— START OF Records —
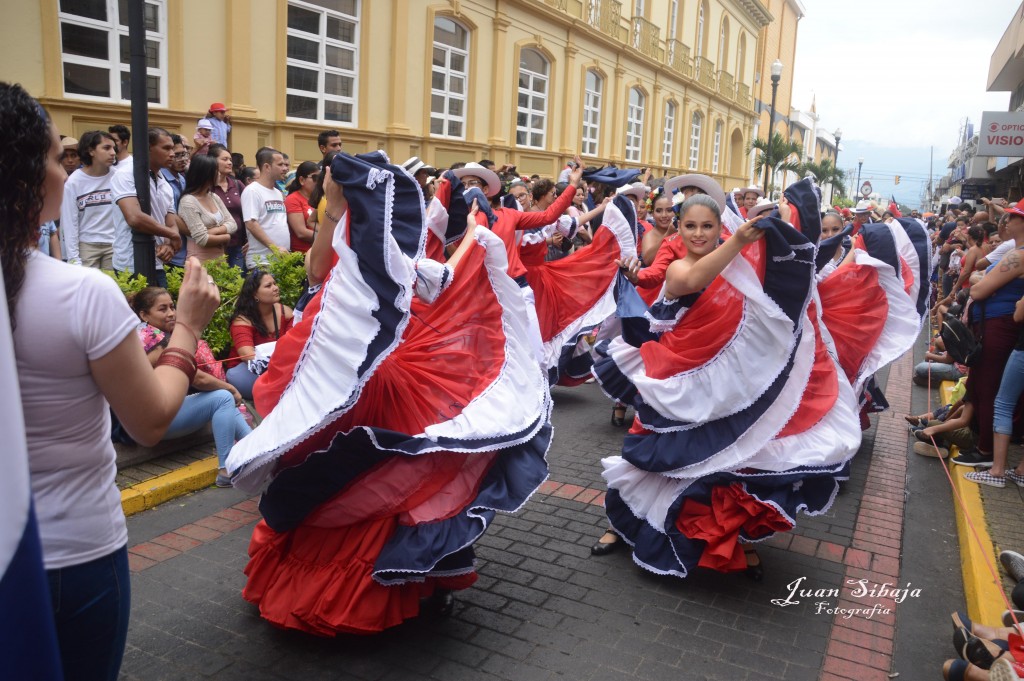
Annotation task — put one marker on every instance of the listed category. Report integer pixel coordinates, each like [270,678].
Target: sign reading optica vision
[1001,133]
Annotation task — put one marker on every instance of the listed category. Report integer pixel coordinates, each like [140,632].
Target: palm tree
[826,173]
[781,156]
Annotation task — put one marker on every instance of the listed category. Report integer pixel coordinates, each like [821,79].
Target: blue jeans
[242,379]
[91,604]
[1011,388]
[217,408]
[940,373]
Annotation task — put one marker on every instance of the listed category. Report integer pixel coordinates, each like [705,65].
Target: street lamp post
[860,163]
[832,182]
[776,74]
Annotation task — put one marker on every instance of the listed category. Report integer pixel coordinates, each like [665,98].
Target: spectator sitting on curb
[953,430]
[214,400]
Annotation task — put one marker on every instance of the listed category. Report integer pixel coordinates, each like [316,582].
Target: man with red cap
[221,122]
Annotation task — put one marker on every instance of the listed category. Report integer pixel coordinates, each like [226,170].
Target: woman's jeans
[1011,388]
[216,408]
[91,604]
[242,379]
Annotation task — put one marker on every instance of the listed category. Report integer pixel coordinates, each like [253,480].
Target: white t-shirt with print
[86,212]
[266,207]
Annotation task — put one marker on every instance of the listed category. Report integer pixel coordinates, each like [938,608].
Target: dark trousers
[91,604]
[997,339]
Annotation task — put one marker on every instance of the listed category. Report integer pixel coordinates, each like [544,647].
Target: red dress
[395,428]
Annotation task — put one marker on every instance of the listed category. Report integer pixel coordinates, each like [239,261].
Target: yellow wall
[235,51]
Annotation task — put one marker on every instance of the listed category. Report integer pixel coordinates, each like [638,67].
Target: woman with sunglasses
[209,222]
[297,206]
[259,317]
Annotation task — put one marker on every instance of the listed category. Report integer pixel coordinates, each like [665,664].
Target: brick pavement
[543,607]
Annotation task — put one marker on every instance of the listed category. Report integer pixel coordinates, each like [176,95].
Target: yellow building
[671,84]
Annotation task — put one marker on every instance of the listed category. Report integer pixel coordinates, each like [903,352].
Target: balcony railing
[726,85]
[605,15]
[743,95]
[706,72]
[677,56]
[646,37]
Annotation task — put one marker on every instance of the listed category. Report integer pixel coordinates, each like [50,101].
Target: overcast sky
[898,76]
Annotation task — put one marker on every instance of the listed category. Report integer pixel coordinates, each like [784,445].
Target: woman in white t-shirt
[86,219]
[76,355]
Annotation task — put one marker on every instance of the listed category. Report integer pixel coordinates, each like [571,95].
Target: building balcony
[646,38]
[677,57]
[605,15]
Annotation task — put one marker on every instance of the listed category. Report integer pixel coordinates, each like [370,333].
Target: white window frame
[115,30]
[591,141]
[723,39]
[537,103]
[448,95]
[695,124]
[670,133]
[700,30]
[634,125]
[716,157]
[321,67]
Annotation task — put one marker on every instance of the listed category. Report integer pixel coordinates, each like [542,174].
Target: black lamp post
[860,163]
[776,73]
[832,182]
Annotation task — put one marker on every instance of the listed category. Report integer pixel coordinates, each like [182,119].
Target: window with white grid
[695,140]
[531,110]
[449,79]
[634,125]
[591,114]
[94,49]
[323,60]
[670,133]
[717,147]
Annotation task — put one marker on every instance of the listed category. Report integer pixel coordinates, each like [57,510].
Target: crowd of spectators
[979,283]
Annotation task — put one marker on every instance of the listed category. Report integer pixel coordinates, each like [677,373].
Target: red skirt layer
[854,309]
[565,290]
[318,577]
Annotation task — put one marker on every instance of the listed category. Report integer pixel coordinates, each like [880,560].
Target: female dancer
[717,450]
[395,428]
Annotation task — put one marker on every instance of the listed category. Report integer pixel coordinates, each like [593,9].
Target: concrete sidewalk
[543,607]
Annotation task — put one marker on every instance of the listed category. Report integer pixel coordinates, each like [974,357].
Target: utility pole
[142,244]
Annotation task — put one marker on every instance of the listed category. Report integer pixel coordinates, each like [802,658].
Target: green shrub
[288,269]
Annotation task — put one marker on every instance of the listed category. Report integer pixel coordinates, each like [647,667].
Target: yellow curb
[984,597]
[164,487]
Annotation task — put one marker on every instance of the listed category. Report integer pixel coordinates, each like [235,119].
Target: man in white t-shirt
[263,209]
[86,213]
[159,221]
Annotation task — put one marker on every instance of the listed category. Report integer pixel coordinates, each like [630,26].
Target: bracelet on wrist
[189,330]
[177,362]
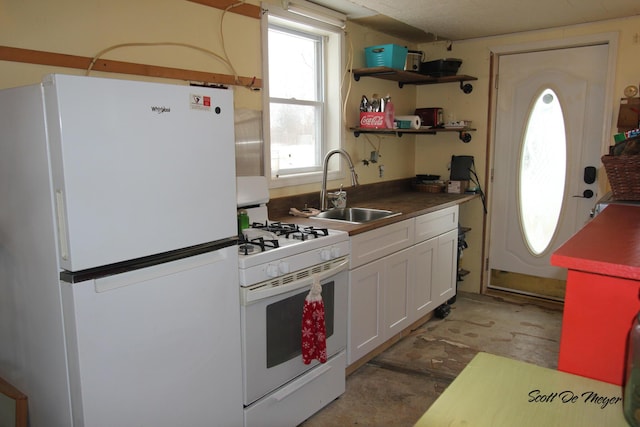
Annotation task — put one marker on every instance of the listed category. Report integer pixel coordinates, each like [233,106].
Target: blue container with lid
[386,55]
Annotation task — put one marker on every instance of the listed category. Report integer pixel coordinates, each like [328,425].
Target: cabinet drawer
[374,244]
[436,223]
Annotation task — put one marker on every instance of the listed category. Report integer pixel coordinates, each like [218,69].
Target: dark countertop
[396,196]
— END OF Records —
— START OF Records —
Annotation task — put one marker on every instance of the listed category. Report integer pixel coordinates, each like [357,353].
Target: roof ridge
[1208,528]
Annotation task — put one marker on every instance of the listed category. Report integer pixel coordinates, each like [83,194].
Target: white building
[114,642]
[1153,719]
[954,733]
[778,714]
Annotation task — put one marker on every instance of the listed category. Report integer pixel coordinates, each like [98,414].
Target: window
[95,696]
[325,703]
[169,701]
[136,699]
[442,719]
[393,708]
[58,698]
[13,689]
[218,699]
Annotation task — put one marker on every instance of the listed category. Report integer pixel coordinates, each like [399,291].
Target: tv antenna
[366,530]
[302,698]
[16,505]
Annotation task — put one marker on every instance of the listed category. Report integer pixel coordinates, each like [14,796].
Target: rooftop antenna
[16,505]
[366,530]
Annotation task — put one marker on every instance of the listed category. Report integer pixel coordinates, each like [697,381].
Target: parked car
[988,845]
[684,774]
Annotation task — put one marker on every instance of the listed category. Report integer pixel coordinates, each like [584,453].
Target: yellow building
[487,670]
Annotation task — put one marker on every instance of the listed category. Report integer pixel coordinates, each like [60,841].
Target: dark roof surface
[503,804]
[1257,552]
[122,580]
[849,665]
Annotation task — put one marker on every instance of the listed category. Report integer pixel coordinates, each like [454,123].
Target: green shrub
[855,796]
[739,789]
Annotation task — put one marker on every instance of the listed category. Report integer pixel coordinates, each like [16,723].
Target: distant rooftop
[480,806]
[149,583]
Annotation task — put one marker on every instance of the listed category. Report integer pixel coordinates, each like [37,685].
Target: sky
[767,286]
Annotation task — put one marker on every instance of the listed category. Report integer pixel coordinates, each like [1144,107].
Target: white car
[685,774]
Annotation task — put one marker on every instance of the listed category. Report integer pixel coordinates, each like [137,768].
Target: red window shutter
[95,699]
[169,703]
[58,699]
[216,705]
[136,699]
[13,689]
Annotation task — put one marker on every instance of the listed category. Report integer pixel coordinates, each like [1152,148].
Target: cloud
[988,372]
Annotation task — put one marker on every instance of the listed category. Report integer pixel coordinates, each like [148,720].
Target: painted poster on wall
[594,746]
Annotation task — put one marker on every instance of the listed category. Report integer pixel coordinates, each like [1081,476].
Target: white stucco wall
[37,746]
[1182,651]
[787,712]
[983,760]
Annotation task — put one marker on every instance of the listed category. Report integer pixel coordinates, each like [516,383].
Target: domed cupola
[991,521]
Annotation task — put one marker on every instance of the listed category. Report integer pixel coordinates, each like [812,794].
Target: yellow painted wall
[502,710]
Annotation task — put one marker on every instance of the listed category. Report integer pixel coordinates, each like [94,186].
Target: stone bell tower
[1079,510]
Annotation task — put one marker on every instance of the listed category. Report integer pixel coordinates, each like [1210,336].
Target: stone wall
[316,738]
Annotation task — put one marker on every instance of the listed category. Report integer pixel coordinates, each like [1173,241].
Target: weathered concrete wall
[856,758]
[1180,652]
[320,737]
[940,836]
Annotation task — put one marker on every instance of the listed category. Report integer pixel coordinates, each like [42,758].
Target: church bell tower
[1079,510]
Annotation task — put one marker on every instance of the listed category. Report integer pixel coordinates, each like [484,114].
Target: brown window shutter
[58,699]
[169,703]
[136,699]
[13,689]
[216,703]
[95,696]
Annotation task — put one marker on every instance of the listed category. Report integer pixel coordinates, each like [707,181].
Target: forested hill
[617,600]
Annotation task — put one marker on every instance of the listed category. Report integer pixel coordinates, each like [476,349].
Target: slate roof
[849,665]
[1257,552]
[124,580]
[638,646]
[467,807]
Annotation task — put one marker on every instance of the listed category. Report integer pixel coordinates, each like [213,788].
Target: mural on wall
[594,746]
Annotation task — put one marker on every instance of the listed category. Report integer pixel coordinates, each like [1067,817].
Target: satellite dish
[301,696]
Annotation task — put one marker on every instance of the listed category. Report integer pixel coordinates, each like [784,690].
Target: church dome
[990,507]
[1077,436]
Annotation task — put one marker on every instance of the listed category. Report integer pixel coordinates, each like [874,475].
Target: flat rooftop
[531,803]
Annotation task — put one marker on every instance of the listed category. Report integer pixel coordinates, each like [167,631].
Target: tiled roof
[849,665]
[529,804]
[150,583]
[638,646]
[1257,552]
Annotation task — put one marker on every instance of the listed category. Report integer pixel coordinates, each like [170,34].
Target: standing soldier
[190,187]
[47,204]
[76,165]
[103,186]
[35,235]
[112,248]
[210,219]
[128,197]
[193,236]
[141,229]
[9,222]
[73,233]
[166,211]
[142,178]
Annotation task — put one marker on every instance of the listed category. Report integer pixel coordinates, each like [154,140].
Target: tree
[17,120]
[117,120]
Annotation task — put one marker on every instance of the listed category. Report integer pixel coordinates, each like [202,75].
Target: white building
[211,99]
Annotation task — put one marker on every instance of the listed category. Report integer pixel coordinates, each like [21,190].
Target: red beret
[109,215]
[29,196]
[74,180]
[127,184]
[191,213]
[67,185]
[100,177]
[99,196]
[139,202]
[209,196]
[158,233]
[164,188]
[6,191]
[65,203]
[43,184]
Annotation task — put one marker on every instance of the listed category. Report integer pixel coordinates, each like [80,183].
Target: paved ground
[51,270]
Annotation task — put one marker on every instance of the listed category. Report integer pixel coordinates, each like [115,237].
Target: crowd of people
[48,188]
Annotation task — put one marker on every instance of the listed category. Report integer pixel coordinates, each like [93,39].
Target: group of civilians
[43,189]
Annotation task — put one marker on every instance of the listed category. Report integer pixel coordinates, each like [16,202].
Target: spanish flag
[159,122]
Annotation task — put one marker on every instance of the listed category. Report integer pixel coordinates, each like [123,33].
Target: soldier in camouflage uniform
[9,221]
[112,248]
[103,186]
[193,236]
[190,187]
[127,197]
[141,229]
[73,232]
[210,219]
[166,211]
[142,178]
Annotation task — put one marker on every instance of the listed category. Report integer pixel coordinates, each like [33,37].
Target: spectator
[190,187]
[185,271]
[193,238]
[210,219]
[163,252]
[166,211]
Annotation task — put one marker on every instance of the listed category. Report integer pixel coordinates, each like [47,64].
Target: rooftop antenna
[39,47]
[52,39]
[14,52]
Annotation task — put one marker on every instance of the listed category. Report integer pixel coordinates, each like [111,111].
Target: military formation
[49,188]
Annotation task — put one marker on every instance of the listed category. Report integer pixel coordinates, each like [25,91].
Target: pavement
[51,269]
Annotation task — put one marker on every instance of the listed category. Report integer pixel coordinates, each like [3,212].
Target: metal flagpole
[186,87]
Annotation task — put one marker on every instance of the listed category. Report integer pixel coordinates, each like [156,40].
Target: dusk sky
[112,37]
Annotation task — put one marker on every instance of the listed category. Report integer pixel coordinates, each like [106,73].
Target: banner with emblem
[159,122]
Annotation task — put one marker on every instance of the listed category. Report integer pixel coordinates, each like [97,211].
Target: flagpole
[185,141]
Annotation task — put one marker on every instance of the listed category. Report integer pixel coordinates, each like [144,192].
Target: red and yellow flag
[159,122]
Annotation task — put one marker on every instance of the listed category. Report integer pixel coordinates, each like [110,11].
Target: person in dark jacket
— END OF Records —
— START OF Records —
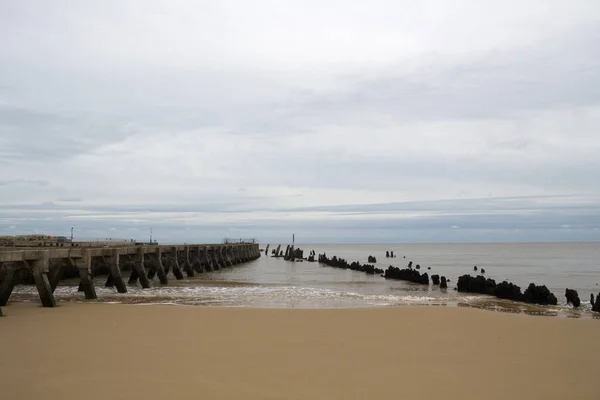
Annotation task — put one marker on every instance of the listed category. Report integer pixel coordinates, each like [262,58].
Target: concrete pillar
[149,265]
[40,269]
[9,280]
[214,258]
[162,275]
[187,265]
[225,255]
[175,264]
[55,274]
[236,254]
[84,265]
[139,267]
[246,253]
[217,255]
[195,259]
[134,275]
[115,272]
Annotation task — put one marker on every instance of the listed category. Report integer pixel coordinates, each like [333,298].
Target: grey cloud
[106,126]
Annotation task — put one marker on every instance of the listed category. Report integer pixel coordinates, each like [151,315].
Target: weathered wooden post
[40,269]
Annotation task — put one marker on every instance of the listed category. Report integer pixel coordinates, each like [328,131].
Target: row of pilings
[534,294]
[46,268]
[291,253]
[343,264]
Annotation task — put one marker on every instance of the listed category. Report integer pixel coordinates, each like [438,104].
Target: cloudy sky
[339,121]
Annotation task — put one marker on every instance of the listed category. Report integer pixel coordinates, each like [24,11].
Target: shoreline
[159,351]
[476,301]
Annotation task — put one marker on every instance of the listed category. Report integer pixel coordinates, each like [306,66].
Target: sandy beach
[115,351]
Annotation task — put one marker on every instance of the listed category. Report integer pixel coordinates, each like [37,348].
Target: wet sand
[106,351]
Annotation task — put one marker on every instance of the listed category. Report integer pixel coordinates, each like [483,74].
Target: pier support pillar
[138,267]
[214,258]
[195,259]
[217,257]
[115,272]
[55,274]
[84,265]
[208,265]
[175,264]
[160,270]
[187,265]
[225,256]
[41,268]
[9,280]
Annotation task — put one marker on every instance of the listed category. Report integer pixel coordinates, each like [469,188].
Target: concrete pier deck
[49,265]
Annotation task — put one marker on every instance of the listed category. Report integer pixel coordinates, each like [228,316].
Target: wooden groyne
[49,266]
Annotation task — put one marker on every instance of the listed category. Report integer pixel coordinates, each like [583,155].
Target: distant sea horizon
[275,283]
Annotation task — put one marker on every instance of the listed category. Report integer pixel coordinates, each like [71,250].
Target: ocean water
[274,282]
— END OF Records —
Find and copy every line above that contains the word "yellow". Case matters.

-- Output for this exercise --
Target: yellow wall
Target: yellow building
Target: yellow curb
Target: yellow building
Target: yellow painted wall
Target: red and yellow flag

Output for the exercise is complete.